■ Texto ■
Guerra na Ucrânia – A Rússia acusou a Ucrânia de tentar assassinar Putin com drones, mas o Presidente russo não estava no Kremlin aquando do suposto ataque, que Kiev nega. Entretanto, procurámos antever, junto de especialistas, como deve ser conduzida a anunciada contraofensiva ucraniana: pode encontrar várias pistas neste artigo da Catarina Maldonado Vasconcelos e na mais recente edição do podcast Bloco de Leste.

50 Anos, 50 Restaurantes – Uma visita ao Cozinha da Terra, em Paredes, onde Maradona jantou em 2013.

Gigante do entretenimento – A norte-americana Live Nation deve tomar conta da Altice Arena até ao final deste ano.

Jamor à vista – FC Porto e Famalicão jogam hoje, a partir das 20h30, no Dragão, a segunda mão das meias-finais da Taça de Portugal. Os atuais detentores do troféu venceram no primeiro jogo por 2-1.

Óbito – Morreu Tori Bowie, velocista campeã olímpica nos Jogos do Rio 2016, aos 32 anos.

FRASES

Quando se classifica como segredo de Estado o plano de reestruturação de uma empresa, o modo como foi despedida uma administradora, ou as discussões que houve a esse respeito, penso que há pelo menos um, ou mais, crimes graves: a opacidade e a falta de transparência com que o Governo brinda os seus cidadãos.

■ Problema proposto 1 ■
Transcreva literalmente, do resumo noticioso acima, tudo o que vai desde "50 Anos, 50" até "aos 32 anos.".
■ Problema proposto 2 ■
Segundo o resumo noticioso acima, que empresa deve tomar conta da Altice Arena até ao final deste ano?

Parte de um ficheiro de dados:
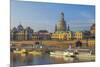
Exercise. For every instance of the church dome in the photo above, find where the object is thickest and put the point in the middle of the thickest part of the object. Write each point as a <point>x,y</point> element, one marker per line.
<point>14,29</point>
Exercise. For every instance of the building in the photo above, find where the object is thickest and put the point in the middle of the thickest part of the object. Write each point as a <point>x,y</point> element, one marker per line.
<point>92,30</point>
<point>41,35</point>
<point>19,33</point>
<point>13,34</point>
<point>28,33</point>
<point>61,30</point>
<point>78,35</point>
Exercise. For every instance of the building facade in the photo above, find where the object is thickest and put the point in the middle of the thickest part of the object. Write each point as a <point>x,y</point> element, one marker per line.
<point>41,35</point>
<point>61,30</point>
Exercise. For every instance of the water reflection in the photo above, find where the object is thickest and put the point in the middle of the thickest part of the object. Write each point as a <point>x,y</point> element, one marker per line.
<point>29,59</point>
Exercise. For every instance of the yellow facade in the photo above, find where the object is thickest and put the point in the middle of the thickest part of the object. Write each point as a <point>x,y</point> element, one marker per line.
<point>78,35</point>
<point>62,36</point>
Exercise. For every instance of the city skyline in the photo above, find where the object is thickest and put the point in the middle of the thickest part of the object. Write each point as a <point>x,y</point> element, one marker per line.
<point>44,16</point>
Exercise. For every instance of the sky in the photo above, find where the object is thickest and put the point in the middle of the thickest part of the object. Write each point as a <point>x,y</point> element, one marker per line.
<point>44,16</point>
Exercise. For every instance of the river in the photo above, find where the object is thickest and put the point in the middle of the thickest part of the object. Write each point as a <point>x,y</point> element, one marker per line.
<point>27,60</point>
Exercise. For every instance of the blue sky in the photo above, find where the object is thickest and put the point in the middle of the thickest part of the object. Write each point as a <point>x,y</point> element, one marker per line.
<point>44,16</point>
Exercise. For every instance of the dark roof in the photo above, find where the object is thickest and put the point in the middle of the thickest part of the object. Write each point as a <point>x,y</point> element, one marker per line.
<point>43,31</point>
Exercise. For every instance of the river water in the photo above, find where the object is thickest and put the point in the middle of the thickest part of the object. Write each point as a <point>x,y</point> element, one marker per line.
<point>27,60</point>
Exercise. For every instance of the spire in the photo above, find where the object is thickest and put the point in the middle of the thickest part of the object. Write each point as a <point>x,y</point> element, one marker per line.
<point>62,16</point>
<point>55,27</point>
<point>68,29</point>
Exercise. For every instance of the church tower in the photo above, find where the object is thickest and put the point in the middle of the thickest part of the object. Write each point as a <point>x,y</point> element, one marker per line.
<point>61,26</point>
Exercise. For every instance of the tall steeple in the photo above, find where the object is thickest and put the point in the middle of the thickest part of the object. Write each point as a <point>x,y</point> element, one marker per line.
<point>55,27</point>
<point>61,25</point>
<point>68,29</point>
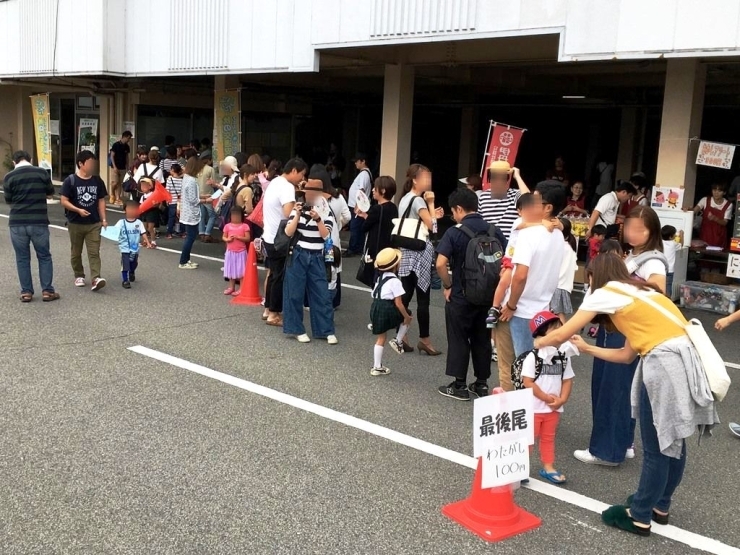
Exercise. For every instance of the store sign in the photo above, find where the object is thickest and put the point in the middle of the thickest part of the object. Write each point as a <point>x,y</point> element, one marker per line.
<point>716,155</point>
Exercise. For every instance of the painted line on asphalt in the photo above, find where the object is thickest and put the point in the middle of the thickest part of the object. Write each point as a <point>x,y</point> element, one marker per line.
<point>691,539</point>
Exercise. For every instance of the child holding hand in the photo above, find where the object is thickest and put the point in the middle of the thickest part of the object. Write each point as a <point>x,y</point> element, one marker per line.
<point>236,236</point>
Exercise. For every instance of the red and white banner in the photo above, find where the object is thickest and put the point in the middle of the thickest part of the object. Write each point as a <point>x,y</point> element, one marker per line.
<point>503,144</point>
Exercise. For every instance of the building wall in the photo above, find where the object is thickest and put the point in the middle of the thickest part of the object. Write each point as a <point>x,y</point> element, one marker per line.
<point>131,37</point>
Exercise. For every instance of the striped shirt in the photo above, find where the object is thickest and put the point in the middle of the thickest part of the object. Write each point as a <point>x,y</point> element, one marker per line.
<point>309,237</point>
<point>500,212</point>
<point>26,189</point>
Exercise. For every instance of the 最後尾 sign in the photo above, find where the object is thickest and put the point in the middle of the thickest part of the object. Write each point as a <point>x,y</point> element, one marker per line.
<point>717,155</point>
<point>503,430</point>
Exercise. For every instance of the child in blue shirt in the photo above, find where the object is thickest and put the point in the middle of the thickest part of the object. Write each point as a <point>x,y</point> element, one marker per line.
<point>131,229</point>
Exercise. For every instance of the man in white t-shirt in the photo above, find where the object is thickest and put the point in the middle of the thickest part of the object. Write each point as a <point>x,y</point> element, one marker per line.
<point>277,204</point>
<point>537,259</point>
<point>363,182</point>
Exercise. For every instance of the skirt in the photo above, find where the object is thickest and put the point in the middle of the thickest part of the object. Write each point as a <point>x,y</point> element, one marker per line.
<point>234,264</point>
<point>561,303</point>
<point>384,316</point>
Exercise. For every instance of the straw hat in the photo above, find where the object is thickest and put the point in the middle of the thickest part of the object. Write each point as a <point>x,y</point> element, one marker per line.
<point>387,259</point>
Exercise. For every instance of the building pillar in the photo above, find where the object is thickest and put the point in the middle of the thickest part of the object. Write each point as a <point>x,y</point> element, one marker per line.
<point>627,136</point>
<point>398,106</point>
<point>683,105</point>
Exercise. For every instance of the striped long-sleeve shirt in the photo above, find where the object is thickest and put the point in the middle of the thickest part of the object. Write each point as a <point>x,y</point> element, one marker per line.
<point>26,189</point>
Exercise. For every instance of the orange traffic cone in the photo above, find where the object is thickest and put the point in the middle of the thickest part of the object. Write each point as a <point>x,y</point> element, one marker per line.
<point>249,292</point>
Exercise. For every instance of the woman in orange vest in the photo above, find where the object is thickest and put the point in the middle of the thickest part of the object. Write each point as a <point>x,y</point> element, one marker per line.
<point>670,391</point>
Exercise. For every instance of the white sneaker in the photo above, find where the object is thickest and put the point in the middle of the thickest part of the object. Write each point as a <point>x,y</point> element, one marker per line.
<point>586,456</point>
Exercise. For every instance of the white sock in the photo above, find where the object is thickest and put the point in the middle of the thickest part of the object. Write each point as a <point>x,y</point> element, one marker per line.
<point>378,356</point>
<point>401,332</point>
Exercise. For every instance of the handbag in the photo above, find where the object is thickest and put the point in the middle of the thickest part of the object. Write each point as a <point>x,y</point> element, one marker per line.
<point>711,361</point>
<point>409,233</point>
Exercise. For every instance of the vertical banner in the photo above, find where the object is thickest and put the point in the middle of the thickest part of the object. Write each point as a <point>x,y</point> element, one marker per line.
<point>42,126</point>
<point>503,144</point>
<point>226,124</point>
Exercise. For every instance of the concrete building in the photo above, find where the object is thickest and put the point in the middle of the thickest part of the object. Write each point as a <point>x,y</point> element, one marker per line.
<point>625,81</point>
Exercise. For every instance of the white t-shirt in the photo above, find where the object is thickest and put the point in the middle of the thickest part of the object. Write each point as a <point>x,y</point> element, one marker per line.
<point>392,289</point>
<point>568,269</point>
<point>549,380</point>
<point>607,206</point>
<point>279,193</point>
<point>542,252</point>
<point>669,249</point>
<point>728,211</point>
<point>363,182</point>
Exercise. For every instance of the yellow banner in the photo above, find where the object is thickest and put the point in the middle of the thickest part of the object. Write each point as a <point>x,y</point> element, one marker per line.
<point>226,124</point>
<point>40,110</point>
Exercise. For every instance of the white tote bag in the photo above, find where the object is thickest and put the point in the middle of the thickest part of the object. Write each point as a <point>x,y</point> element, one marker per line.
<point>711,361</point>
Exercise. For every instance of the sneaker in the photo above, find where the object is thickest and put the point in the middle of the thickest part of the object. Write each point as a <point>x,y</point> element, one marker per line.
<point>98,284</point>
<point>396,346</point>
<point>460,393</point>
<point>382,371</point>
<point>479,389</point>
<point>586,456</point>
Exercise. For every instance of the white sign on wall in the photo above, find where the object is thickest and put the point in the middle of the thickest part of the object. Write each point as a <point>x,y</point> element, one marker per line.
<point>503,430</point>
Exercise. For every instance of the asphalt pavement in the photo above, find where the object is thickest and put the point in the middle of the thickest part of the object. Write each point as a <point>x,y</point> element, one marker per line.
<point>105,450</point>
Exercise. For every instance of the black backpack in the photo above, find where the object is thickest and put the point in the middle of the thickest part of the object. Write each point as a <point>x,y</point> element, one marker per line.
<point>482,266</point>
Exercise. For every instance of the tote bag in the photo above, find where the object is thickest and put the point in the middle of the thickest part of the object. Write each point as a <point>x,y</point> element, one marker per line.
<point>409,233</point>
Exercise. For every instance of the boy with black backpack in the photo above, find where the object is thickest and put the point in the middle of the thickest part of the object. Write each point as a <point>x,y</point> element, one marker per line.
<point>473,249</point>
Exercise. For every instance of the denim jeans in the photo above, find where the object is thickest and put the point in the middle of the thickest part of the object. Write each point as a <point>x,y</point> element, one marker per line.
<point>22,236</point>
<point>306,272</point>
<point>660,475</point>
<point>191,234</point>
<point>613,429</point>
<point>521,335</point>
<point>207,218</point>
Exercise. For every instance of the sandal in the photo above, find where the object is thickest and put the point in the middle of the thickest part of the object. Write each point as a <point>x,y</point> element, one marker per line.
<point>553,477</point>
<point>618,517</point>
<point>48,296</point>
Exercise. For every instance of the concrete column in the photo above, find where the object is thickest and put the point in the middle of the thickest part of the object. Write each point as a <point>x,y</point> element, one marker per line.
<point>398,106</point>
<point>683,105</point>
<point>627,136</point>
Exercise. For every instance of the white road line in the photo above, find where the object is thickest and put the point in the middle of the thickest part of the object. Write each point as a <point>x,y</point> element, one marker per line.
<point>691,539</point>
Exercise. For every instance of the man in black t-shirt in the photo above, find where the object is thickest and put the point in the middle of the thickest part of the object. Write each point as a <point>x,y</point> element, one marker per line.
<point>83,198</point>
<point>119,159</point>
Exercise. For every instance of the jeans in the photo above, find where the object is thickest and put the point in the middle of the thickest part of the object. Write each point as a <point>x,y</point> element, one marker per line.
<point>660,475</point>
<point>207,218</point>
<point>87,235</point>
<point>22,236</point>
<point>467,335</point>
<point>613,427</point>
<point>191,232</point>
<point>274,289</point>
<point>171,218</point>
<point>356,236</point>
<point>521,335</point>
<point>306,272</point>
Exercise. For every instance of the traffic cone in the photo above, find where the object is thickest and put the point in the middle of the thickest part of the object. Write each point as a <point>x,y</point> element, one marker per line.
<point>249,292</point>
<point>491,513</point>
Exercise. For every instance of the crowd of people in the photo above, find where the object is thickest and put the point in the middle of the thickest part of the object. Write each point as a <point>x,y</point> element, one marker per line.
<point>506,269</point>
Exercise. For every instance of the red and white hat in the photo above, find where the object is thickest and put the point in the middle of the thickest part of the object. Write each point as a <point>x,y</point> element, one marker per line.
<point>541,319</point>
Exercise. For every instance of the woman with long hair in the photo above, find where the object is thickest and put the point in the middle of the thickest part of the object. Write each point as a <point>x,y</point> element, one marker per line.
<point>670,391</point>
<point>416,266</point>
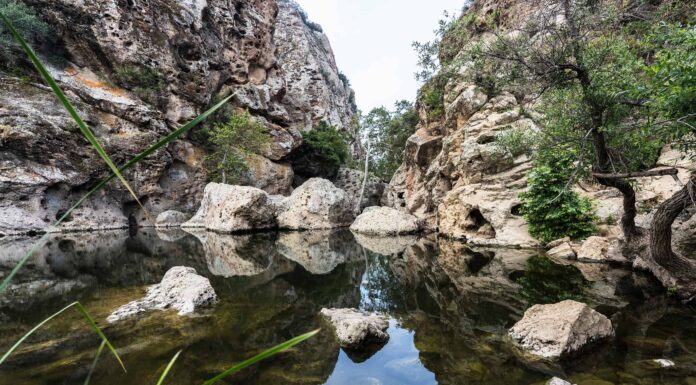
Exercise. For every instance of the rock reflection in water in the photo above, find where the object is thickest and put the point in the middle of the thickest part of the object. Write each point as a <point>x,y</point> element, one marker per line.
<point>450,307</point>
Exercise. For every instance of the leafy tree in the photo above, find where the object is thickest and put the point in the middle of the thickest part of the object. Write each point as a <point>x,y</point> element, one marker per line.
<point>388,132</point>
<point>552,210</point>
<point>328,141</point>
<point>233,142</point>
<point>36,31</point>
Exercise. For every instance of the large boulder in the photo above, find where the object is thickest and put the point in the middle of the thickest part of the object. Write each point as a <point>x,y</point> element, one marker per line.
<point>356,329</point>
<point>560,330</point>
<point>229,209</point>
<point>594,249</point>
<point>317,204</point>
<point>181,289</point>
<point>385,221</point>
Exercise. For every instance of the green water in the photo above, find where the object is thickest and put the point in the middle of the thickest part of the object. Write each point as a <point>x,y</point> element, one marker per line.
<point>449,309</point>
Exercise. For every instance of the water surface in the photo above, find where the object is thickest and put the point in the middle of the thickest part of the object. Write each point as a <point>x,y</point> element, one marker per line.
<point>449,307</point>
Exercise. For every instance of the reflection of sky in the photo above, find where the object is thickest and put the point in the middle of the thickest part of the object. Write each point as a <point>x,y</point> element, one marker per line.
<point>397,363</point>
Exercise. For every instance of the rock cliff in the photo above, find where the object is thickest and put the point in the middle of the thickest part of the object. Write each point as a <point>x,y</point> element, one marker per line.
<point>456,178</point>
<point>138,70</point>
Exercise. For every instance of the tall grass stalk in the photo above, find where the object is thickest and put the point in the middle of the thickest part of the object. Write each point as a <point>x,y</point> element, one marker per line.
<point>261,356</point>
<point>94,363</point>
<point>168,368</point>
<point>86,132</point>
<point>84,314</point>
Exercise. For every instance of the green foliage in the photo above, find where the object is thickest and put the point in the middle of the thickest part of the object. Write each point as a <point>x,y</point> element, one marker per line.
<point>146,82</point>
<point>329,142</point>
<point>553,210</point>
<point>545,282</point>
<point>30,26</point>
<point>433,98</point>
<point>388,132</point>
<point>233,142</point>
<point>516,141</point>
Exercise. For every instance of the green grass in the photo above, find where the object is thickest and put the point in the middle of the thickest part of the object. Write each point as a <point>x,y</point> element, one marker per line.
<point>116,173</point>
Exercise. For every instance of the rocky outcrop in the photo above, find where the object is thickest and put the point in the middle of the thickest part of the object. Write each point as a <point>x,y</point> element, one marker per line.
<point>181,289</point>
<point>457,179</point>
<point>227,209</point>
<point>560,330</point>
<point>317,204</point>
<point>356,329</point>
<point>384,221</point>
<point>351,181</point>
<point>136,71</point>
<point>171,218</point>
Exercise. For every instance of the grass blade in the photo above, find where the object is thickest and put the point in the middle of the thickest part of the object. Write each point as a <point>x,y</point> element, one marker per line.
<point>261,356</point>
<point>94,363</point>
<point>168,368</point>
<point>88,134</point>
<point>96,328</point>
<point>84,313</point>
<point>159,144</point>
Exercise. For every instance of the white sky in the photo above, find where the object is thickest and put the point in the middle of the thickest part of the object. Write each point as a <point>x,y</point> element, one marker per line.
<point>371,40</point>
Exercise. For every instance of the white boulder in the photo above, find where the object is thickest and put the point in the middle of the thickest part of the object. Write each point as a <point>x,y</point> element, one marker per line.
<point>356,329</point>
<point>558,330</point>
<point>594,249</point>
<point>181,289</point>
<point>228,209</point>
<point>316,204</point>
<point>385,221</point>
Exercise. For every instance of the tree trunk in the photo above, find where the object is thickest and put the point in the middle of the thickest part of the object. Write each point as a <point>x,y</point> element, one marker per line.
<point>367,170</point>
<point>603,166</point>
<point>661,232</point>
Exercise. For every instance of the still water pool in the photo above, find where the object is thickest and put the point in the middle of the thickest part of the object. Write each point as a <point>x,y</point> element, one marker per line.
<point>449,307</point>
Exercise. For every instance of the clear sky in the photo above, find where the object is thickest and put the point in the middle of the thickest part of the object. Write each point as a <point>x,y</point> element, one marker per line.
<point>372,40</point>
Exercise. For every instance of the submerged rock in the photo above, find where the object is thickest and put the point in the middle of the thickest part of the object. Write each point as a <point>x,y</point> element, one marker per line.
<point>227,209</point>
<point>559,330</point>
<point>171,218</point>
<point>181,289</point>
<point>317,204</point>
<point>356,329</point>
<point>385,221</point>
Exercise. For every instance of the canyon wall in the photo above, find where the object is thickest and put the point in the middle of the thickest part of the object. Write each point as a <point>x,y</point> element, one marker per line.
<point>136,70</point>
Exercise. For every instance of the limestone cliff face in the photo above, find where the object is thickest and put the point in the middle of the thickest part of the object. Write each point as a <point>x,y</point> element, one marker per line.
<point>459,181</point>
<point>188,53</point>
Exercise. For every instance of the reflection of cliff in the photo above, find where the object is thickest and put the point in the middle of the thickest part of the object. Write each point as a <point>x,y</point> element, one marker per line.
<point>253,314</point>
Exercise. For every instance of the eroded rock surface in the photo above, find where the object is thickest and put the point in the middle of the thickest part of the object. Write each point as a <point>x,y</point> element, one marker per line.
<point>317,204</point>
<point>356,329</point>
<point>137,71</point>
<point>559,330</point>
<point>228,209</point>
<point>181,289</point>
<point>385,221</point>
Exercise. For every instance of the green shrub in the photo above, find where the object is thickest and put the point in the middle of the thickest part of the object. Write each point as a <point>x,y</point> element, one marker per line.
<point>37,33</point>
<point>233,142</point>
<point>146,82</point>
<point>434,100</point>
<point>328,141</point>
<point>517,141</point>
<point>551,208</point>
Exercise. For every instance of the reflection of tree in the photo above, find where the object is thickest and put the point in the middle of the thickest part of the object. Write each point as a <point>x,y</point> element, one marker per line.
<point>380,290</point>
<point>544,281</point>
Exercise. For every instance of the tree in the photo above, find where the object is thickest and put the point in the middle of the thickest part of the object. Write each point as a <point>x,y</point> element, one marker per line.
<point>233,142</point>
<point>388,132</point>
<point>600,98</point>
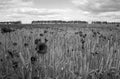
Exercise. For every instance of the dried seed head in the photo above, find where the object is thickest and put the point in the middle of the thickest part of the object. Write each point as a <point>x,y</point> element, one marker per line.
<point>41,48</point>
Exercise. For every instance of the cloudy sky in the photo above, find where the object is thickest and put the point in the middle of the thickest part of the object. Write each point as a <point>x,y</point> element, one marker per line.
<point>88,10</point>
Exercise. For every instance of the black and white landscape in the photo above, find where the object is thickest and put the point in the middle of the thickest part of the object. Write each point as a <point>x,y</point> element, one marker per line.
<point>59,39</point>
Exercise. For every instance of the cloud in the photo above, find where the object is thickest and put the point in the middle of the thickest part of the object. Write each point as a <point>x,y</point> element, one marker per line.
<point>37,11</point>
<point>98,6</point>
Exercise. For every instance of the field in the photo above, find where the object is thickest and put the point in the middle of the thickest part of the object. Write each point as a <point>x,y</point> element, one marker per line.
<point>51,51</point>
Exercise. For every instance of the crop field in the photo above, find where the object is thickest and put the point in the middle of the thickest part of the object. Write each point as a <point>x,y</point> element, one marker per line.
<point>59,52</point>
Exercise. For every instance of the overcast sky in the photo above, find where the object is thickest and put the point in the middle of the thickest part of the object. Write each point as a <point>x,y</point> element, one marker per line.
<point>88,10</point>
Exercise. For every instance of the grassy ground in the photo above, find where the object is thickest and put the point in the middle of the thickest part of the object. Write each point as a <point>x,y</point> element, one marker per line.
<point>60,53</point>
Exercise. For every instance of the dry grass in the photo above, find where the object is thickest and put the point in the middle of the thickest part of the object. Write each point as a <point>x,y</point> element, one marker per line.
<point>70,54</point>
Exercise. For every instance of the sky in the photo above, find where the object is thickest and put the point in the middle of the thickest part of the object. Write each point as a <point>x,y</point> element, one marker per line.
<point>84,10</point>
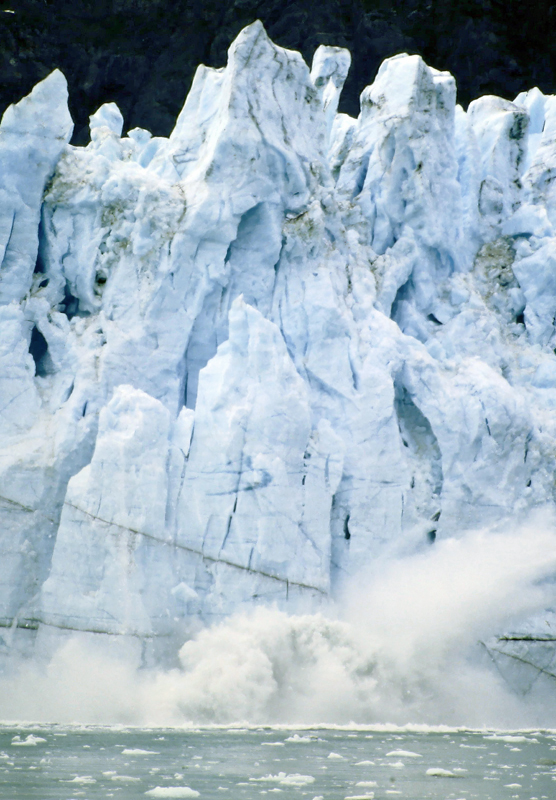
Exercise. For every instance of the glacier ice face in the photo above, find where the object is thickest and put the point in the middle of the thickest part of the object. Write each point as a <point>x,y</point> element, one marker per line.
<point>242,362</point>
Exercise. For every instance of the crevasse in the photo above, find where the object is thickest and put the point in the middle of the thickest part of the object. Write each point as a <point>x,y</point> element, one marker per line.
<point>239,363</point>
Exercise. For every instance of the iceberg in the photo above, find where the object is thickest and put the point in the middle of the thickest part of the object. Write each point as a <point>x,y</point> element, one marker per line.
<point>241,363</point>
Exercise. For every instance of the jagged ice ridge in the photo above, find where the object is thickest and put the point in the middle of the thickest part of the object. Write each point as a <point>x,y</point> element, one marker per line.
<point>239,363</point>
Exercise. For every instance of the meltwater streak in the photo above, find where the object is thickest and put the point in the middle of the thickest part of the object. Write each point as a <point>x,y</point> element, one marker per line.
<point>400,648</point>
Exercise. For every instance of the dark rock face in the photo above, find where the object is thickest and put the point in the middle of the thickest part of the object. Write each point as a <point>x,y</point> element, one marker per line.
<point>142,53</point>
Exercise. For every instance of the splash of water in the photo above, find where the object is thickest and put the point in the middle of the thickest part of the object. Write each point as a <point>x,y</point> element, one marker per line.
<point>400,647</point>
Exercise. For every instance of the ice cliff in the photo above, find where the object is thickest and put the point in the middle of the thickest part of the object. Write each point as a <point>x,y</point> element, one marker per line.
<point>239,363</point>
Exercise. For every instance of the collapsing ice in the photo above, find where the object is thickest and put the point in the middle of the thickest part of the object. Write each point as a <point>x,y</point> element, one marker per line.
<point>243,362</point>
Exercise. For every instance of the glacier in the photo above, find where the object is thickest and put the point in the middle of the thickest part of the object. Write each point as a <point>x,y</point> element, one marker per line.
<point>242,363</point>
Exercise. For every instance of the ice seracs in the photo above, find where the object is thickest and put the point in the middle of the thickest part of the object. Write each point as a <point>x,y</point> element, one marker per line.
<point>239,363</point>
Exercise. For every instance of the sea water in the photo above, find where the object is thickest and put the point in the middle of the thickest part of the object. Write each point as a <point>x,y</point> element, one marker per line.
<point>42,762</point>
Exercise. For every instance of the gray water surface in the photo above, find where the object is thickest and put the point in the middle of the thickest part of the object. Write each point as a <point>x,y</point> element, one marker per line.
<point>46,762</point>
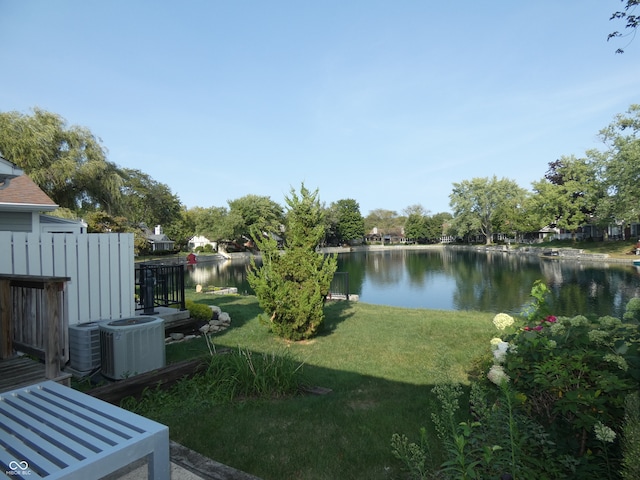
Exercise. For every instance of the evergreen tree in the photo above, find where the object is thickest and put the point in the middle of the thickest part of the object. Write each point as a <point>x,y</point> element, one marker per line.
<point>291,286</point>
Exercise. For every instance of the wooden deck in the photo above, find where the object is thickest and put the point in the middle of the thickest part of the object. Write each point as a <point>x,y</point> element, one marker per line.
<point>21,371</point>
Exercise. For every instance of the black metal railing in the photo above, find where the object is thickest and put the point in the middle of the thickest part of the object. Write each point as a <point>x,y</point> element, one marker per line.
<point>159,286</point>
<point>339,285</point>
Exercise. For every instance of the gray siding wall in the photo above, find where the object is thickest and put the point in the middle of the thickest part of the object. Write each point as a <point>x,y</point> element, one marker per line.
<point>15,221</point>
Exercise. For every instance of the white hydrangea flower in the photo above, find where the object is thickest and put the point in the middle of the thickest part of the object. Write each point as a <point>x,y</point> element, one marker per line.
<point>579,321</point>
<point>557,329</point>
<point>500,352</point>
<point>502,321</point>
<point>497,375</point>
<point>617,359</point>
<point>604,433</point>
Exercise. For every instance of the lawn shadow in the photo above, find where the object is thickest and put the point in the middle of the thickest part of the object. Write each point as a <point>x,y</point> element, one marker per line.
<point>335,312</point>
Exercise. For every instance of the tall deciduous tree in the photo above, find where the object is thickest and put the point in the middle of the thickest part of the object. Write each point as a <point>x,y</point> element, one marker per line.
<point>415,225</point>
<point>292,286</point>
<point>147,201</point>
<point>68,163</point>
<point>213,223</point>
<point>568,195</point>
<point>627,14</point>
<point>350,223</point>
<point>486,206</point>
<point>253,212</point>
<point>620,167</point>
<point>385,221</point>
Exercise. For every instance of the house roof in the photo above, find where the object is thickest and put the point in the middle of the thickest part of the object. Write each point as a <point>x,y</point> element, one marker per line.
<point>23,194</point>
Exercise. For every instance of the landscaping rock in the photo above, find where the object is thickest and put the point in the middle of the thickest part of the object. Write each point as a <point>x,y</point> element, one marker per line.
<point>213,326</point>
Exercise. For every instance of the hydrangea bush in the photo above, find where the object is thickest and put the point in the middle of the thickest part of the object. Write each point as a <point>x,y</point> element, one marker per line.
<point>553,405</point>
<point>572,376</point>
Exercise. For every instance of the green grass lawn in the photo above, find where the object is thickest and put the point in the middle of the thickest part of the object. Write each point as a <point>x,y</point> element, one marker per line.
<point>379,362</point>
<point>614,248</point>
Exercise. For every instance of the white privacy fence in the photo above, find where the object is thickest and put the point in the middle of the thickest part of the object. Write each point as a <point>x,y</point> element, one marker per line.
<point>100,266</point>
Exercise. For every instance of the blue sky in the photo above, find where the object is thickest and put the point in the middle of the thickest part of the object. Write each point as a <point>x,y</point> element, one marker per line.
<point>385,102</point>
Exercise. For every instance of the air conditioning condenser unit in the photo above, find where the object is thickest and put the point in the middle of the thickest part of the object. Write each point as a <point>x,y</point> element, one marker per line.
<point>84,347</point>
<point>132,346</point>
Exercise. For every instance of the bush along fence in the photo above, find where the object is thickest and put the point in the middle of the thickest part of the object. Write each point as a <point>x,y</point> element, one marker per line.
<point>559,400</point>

■ Resolução da tarefa 1 ■
50 Anos, 50 Restaurantes – Uma visita ao Cozinha da Terra, em Paredes, onde Maradona jantou em 2013.

Gigante do entretenimento – A norte-americana Live Nation deve tomar conta da Altice Arena até ao final deste ano.

Jamor à vista – FC Porto e Famalicão jogam hoje, a partir das 20h30, no Dragão, a segunda mão das meias-finais da Taça de Portugal. Os atuais detentores do troféu venceram no primeiro jogo por 2-1.

Óbito – Morreu Tori Bowie, velocista campeã olímpica nos Jogos do Rio 2016, aos 32 anos.

■ Resolução da tarefa 2 ■
A norte-americana Live Nation.